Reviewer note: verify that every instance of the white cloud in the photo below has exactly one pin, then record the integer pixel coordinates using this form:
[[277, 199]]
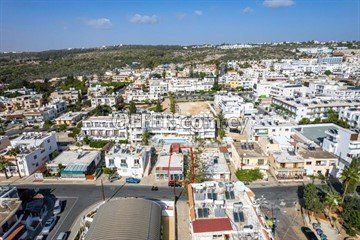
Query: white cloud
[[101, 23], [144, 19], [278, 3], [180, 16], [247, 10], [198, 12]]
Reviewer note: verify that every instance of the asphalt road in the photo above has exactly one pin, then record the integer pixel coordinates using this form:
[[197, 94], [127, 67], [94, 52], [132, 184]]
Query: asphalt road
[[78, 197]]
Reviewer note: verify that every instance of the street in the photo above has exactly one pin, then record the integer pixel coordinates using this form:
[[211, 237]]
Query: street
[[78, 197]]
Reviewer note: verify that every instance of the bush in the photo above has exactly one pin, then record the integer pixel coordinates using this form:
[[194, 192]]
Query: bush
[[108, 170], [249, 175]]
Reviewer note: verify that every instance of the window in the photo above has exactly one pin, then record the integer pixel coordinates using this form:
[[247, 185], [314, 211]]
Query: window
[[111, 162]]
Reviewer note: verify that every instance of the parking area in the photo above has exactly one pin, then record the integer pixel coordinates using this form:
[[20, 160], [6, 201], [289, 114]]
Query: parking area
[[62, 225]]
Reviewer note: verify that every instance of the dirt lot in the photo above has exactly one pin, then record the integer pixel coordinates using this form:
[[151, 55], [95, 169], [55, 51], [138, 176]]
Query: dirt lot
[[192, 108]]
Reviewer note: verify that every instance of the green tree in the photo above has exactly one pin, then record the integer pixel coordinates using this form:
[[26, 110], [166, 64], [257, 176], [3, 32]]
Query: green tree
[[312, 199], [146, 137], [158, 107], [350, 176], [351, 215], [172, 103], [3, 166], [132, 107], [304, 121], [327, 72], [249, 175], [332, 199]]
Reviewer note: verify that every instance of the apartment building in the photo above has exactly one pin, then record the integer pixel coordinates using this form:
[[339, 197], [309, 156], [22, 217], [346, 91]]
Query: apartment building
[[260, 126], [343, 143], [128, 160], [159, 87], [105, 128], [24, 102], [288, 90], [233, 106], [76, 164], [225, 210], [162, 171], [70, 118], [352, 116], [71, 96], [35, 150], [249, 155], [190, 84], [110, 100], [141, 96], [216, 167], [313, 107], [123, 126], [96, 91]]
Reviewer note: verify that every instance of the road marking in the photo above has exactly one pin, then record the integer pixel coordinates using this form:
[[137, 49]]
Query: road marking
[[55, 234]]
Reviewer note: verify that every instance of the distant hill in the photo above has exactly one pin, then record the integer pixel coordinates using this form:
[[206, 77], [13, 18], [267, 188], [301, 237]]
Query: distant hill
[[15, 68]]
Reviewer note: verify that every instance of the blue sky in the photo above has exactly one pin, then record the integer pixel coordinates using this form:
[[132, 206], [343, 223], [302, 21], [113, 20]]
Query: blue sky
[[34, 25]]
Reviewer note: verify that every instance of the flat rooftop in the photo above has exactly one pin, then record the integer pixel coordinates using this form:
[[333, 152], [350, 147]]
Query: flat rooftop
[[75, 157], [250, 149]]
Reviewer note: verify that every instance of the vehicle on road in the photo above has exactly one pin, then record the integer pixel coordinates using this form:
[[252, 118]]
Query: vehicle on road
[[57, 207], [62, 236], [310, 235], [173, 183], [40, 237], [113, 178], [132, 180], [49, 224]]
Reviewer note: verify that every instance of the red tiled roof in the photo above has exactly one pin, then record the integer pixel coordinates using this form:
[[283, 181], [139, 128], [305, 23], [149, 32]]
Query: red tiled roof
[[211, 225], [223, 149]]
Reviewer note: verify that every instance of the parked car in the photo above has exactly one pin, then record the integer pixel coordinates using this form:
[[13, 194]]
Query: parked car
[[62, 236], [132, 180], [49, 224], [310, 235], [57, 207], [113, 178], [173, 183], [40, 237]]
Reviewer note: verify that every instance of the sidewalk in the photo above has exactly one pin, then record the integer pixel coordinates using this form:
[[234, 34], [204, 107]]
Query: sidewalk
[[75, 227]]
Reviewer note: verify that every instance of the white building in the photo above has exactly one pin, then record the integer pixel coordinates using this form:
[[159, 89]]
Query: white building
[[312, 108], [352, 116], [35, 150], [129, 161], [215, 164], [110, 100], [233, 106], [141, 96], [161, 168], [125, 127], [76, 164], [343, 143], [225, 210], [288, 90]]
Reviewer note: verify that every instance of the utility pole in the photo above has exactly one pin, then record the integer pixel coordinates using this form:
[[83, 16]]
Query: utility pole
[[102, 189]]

====================

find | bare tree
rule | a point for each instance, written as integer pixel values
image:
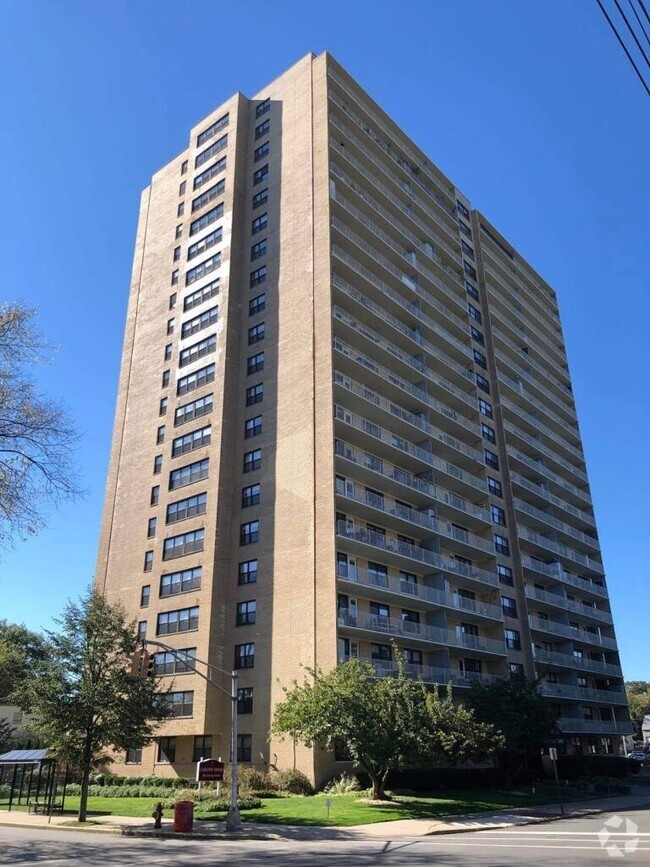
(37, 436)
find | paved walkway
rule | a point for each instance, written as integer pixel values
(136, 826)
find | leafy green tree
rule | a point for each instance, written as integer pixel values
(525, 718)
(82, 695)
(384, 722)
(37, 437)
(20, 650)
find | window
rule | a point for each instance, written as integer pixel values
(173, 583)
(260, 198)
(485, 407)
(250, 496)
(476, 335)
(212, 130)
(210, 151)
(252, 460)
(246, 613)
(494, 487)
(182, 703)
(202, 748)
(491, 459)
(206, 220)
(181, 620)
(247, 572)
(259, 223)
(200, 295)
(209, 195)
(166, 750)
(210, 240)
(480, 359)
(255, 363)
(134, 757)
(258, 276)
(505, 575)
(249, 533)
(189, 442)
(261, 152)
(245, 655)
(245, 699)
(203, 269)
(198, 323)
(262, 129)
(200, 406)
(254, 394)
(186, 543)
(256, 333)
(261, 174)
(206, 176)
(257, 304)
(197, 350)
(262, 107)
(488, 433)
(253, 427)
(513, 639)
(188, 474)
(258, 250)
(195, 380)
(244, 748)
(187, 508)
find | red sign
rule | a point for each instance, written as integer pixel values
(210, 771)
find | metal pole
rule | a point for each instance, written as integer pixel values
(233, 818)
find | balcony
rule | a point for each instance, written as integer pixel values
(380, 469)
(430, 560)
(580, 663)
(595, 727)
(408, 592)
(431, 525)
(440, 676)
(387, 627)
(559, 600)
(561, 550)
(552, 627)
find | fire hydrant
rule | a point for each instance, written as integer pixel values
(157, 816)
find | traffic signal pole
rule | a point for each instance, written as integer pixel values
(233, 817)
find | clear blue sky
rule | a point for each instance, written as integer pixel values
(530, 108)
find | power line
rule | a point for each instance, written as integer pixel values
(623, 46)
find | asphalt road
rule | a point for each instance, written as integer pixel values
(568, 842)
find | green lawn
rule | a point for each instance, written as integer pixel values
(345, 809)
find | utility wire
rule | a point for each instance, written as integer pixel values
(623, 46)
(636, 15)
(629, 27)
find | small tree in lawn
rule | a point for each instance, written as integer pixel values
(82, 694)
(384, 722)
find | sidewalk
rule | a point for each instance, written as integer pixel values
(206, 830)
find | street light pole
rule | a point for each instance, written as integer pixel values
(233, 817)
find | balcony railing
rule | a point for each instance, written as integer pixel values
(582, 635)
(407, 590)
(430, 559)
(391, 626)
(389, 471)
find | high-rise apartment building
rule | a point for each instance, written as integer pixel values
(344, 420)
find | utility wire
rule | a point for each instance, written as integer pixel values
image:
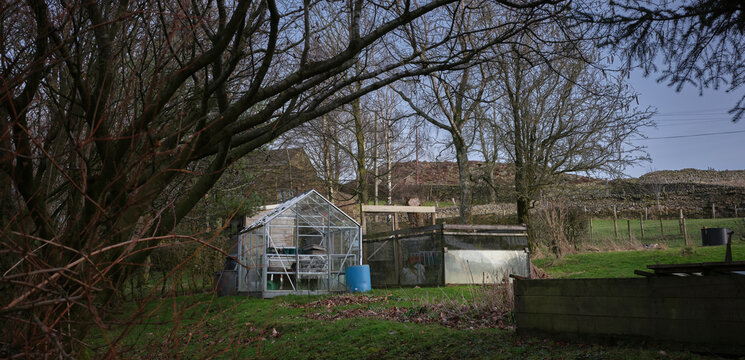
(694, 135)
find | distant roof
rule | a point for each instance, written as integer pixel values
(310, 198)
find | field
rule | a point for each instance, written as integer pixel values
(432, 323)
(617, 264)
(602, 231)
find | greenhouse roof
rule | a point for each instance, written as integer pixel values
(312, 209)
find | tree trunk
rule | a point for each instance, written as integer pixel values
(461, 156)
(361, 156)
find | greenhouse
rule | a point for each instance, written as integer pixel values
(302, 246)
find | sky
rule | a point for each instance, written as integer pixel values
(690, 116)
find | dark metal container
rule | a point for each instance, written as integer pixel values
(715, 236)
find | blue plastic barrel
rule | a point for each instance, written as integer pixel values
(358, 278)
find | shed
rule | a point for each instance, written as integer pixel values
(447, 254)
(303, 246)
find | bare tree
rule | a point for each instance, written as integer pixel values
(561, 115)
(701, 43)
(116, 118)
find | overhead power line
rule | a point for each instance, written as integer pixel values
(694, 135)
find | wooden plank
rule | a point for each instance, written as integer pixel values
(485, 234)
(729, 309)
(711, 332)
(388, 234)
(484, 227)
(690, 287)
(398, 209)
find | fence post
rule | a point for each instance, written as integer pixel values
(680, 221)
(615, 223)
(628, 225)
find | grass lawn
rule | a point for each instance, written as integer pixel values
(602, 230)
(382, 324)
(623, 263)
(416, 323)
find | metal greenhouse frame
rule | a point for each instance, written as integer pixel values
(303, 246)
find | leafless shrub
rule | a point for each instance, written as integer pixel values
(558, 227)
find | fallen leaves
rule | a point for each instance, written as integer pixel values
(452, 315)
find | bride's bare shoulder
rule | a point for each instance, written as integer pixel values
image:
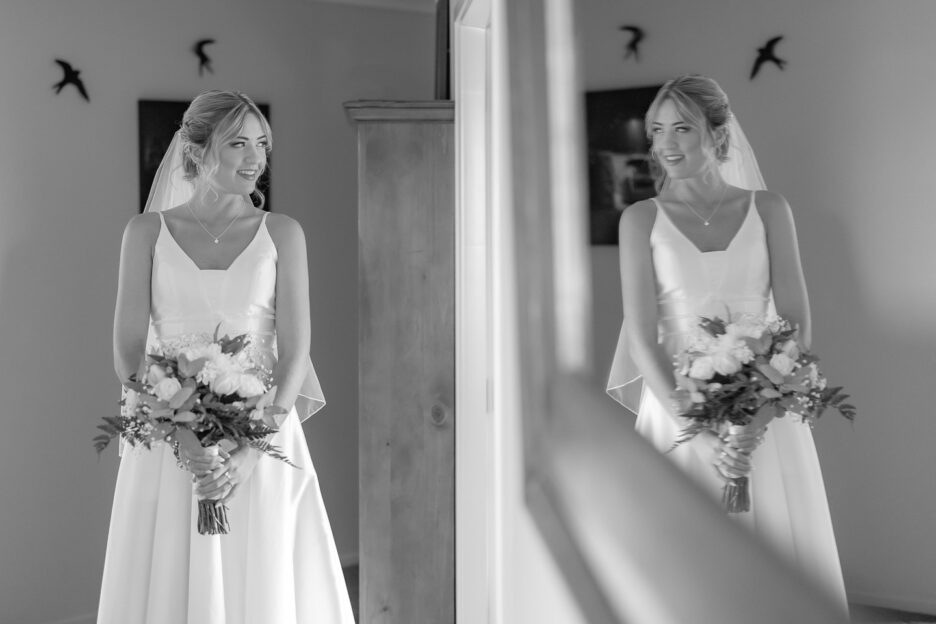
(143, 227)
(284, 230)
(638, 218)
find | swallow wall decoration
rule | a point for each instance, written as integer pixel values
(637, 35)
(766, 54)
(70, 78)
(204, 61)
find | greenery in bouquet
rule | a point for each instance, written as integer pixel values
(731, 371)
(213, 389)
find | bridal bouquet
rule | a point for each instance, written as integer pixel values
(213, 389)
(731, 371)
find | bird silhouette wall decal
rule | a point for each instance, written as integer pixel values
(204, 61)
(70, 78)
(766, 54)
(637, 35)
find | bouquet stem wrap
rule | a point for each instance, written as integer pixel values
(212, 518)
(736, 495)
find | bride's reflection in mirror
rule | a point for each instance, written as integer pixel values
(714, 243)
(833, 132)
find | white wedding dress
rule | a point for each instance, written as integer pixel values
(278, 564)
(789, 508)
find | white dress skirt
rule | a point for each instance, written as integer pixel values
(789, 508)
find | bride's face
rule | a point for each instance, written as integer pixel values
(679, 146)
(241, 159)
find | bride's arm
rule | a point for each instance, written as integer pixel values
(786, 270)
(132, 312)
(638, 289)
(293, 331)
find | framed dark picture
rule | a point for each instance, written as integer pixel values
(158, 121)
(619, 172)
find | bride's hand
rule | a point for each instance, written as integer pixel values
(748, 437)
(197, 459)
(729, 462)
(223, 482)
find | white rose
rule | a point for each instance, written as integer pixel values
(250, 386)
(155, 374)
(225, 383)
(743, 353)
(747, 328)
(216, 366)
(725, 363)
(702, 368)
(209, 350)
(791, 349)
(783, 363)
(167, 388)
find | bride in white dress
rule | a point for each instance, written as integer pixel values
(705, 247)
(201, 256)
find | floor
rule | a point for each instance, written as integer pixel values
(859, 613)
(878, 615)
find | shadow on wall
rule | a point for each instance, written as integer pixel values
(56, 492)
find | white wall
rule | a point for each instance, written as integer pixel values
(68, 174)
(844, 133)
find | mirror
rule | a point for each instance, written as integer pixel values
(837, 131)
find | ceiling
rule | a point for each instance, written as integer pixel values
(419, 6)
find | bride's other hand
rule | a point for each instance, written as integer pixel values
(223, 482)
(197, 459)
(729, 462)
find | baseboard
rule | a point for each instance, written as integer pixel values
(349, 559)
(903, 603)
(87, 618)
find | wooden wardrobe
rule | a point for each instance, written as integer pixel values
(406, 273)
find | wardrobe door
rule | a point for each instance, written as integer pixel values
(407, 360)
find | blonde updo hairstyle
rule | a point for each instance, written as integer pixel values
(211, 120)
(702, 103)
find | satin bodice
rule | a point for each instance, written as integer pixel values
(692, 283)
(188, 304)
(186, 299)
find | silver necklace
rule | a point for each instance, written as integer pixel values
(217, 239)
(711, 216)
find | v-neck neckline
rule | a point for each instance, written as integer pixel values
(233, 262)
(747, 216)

====================

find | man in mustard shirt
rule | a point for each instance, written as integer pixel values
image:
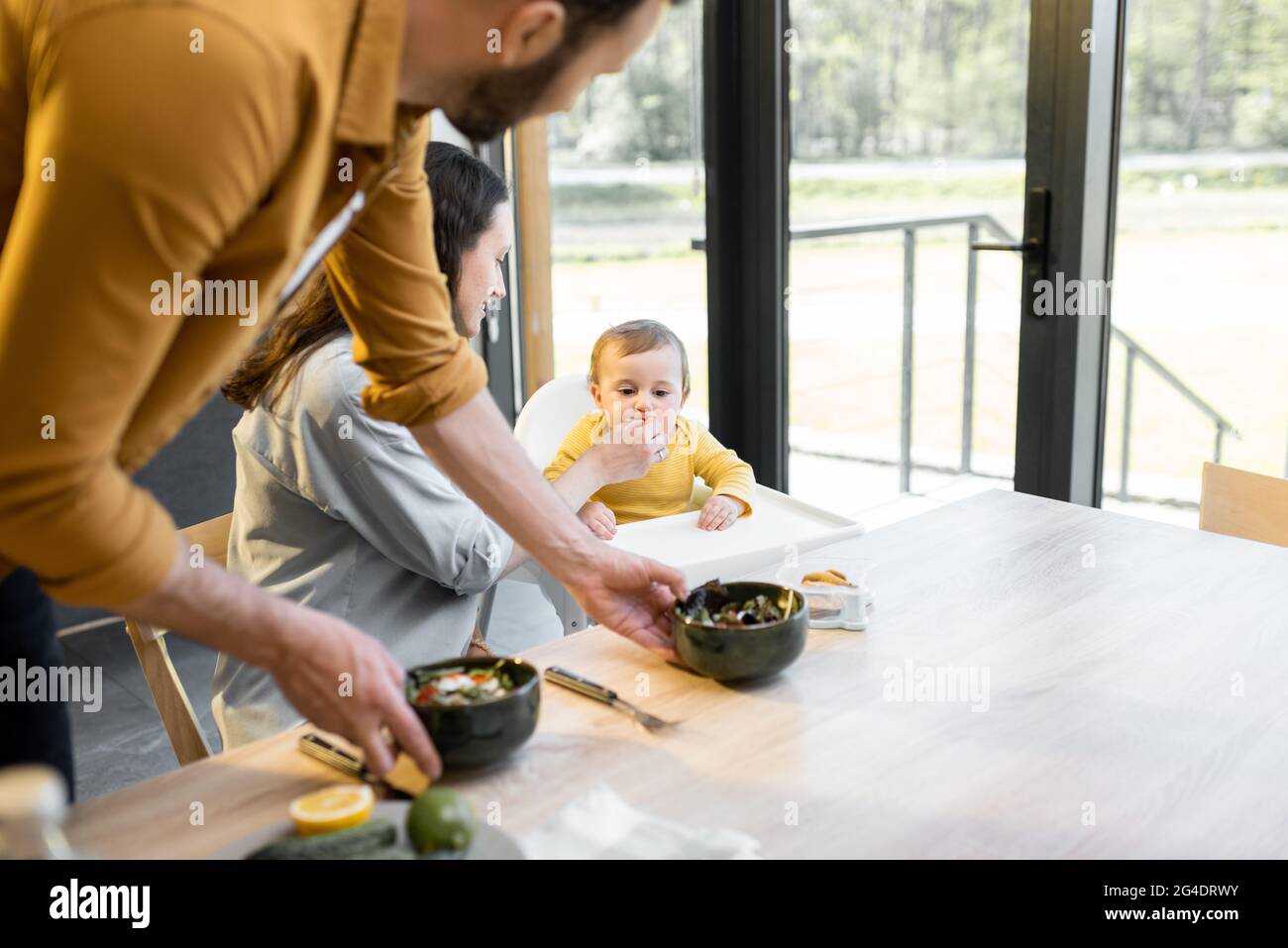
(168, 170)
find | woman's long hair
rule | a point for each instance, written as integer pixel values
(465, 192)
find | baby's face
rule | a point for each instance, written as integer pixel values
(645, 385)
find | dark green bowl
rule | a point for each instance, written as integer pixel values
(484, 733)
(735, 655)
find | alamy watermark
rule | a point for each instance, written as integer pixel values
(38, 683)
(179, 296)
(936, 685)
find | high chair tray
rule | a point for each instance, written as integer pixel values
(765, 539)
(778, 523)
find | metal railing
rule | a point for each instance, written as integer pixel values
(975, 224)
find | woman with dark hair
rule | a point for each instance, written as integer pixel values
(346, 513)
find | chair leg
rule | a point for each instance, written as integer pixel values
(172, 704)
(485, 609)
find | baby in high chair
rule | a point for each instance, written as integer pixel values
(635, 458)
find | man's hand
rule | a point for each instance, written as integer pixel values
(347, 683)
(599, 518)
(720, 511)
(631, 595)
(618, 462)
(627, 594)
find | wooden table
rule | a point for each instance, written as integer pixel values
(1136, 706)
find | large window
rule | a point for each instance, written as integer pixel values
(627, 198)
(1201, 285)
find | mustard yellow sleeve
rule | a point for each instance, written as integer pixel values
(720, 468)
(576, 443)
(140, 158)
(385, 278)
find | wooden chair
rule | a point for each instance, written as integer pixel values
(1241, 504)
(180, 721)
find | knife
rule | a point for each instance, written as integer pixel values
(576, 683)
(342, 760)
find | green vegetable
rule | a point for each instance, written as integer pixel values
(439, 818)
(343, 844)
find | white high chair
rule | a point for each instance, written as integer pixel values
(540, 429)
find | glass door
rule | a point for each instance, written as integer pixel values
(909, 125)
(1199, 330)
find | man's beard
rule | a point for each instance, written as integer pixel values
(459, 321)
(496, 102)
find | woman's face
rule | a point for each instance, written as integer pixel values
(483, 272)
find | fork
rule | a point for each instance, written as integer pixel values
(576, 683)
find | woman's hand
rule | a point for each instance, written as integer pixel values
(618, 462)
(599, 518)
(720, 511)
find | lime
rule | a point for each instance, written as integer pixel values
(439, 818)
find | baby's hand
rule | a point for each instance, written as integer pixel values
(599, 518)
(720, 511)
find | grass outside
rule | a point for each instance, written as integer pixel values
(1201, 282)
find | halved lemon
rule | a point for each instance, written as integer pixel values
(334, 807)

====================

• **Exercise requirements**
Extract from the material above the stretch from the line containing "Reviewer note: verify that every instance of the parked" through the line containing "210], [288, 90]]", both included, and reproduce those lines verbatim.

• **Right answer**
Reviewer note: verify that every instance of the parked car in the photo above has exactly one pin, then record the integer pixel coordinates using this form:
[[13, 194]]
Query: parked car
[[62, 236], [132, 180], [49, 224], [310, 235], [57, 207], [113, 178], [173, 183], [40, 237]]
Reviewer note: verify that every instance of the sidewalk in the photo above has exactly one pin, then record the integer pixel coordinates using this form:
[[234, 34], [204, 107]]
Query: sidewalk
[[75, 227]]
Reviewer note: verify that every instance of the white building in the photo above has exactly one pin, then record the integer pixel coordinates using this form:
[[159, 89]]
Query: white building
[[312, 108], [352, 116], [35, 150], [129, 161], [215, 164], [110, 100], [233, 106], [141, 96], [161, 168], [125, 127], [76, 164], [343, 143], [225, 210], [288, 90]]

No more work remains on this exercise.